##### Given entries #####

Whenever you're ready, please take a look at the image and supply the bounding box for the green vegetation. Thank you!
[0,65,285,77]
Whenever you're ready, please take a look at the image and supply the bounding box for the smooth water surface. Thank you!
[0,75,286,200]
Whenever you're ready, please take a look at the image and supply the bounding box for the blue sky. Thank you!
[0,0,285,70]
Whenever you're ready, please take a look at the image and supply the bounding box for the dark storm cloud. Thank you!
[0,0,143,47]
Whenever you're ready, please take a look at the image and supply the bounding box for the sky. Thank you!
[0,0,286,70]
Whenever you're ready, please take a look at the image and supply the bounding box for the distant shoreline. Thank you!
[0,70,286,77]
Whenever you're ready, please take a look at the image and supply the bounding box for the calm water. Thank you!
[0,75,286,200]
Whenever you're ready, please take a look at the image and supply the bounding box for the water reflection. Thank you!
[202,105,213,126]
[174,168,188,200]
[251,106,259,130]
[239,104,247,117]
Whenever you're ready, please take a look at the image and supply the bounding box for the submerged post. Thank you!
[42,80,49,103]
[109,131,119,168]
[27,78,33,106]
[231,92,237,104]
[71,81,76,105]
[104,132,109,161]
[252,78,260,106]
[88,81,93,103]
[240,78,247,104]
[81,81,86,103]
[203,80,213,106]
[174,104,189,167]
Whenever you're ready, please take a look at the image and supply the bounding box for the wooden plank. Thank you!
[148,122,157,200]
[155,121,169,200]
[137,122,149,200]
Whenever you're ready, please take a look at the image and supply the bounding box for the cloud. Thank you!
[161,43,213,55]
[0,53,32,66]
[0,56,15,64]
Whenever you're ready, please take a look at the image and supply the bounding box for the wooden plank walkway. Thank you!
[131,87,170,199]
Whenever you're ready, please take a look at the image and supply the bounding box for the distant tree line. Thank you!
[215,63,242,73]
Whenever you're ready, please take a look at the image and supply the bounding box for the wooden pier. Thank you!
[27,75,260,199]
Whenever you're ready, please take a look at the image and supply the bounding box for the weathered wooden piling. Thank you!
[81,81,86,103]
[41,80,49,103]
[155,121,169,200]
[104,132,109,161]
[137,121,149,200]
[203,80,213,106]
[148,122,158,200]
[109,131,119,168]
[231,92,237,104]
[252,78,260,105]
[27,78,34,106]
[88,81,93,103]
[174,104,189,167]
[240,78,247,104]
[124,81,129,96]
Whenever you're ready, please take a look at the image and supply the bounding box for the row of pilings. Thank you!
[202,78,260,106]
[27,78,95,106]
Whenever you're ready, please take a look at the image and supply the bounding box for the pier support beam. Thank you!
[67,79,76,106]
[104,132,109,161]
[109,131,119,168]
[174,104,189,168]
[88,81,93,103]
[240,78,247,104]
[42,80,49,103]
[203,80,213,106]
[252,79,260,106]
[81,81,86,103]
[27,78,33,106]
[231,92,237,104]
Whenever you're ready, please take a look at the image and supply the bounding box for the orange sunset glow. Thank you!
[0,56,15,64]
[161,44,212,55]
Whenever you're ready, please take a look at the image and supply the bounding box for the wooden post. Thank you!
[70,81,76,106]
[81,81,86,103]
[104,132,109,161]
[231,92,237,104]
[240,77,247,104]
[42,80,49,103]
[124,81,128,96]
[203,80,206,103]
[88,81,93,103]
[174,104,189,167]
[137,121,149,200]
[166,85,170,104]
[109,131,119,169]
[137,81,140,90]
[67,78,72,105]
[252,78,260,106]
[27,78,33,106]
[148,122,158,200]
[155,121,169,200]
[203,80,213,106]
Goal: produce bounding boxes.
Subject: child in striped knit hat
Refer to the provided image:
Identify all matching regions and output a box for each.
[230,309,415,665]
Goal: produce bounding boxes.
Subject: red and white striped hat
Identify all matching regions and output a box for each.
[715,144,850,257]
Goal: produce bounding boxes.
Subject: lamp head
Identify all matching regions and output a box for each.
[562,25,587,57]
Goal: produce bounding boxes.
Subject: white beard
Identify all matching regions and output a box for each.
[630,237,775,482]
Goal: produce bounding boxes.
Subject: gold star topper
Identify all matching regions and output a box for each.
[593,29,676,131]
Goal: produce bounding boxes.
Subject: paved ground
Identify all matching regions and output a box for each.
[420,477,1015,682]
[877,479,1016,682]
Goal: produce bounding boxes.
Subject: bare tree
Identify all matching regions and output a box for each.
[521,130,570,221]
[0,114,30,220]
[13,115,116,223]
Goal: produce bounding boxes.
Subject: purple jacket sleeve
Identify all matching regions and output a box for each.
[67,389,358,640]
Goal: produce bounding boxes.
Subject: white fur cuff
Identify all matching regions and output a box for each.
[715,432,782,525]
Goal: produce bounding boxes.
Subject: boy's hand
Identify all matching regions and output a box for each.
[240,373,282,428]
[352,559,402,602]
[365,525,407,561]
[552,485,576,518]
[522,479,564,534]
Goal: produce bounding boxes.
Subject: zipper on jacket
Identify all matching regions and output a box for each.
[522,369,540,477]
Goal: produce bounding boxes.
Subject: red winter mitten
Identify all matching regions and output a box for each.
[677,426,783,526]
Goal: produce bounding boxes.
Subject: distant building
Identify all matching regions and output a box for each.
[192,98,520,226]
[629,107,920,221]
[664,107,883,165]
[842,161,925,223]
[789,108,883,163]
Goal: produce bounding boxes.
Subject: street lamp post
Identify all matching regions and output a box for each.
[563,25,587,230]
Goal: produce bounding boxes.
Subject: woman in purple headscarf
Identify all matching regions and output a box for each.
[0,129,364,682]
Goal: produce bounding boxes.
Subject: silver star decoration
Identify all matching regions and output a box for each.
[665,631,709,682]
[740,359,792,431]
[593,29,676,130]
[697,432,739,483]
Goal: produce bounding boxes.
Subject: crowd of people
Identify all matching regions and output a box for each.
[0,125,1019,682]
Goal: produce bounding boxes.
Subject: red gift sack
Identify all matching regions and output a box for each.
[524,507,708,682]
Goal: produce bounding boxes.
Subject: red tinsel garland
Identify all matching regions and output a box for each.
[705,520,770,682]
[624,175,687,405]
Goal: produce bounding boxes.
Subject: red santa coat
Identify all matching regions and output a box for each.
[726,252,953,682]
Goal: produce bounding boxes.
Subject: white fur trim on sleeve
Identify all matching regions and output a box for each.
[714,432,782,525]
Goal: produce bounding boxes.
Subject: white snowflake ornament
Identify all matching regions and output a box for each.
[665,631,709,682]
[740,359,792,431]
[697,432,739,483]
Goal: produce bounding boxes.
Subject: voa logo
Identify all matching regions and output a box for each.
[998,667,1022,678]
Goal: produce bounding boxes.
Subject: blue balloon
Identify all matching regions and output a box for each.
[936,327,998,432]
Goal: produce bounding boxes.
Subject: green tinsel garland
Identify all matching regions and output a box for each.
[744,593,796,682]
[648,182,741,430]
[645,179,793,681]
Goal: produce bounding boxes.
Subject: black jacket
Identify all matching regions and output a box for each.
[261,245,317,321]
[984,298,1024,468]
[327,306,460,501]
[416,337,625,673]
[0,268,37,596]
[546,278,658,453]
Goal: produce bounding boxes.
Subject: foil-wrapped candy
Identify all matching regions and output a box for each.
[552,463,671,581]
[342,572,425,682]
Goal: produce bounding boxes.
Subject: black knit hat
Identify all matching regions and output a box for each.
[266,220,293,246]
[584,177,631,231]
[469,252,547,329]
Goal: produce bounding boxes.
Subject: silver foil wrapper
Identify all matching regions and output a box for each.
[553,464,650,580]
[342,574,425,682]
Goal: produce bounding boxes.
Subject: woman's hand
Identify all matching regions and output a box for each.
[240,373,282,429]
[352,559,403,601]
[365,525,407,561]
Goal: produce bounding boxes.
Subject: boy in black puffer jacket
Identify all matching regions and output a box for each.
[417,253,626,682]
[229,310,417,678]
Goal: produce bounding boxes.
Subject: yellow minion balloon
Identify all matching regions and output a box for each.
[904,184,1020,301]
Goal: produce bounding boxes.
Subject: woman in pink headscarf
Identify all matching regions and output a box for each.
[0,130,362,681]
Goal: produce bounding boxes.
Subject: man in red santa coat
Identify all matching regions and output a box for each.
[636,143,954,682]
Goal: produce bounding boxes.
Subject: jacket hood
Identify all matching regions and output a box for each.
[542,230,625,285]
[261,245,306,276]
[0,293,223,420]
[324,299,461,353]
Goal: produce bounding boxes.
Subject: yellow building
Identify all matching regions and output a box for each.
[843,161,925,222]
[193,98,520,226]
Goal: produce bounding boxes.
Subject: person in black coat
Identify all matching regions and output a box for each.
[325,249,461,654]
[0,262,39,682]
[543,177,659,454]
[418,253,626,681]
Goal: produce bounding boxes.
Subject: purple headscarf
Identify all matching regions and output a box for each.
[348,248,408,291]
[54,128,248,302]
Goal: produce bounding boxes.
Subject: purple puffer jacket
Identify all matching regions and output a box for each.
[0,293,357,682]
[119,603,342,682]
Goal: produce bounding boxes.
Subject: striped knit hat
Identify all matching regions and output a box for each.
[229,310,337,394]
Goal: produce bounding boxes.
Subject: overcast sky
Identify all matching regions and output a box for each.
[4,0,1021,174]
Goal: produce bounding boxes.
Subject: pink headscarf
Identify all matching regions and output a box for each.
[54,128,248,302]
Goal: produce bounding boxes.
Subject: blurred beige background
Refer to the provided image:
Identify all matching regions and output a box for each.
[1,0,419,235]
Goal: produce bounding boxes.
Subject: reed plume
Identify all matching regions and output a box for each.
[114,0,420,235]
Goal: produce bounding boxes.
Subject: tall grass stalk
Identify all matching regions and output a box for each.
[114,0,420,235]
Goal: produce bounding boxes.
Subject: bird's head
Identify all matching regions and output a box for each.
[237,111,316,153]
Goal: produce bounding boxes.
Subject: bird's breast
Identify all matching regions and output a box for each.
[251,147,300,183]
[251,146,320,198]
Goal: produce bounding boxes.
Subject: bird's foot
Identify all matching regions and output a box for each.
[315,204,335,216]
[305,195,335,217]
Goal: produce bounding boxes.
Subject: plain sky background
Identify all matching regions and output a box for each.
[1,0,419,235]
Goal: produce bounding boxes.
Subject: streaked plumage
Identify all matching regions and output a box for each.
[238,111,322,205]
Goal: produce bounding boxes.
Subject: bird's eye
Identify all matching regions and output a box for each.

#####

▶ What to do
Go through the entries and report every line with the string "foil".

▶ Expected answer
Subject: foil-wrapped candy
Subject: silver foil wrapper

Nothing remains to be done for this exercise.